__EXERCISE__: Copy every line of the material below, requests included, from the beginning through the line containing "pixel 609 407". Scale each pixel coordinate in the answers by 0.85 and round it to a whole number, with halves rounded up.

Stored dataset items:
----------------

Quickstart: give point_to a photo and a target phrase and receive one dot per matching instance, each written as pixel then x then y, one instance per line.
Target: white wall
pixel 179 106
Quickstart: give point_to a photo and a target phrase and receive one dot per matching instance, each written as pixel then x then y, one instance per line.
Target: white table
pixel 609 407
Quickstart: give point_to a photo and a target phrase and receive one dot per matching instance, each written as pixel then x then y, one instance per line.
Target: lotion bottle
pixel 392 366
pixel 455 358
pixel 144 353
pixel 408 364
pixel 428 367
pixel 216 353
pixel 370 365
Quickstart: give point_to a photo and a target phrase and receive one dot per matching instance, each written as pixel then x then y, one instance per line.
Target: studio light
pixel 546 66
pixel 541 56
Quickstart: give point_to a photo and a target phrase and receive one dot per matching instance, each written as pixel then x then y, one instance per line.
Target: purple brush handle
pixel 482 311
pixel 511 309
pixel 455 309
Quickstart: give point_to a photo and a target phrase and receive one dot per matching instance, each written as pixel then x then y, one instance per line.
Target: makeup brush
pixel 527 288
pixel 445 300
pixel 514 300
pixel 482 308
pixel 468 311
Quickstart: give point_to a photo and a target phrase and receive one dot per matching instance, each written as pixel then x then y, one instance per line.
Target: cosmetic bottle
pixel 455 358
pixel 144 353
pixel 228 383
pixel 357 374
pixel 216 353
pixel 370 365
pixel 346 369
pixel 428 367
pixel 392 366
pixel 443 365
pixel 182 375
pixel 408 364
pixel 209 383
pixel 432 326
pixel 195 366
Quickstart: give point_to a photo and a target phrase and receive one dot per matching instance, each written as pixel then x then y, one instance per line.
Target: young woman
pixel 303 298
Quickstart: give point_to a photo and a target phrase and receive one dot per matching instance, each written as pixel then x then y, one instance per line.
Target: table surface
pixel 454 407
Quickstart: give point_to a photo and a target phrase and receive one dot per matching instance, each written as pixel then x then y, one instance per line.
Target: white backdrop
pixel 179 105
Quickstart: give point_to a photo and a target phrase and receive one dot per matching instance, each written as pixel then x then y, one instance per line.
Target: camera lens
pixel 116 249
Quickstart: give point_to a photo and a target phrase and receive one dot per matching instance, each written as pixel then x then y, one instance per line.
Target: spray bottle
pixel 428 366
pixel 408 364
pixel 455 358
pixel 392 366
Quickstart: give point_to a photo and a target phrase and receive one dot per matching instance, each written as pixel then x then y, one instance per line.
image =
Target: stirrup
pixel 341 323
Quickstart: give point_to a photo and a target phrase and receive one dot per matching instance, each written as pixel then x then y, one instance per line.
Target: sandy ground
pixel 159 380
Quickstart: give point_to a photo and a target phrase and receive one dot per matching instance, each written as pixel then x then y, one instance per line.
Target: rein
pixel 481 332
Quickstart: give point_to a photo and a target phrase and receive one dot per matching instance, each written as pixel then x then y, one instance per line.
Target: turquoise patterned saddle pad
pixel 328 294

----------------

__FULL SOLUTION__:
Quickstart: give point_to a photo and a target phrase and receive one dot per matching instance, each written as pixel then x then y, one instance per line.
Target: white wall
pixel 152 90
Quickstart: give point_to a photo and a target phrase and receive one dot per matching instance, each written as pixel then x then y, one instance per line.
Target: white table
pixel 518 346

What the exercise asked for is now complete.